▶ [What the exercise asks]
Output exactly the lines from the line with "Wildlife-count tagging: point out every instance of the pointed" through the end of the records below. Include nothing else.

··· Listed records ···

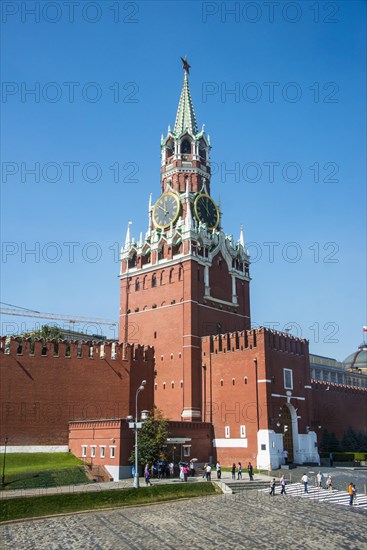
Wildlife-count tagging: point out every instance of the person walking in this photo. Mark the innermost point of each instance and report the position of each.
(305, 482)
(329, 483)
(233, 471)
(319, 479)
(147, 475)
(355, 495)
(282, 485)
(272, 487)
(351, 492)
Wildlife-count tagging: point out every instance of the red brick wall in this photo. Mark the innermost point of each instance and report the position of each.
(41, 393)
(339, 408)
(175, 329)
(241, 372)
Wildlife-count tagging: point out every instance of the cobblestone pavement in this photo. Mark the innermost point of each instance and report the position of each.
(317, 494)
(250, 520)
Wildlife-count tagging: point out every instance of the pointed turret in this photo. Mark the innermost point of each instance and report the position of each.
(128, 236)
(185, 118)
(241, 240)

···

▶ [Expected answer]
Wildlife-count tagging: point out every instance of the pointed turret in this photo. Mark the innermost point of each instance and report the position of each.
(128, 236)
(185, 118)
(241, 240)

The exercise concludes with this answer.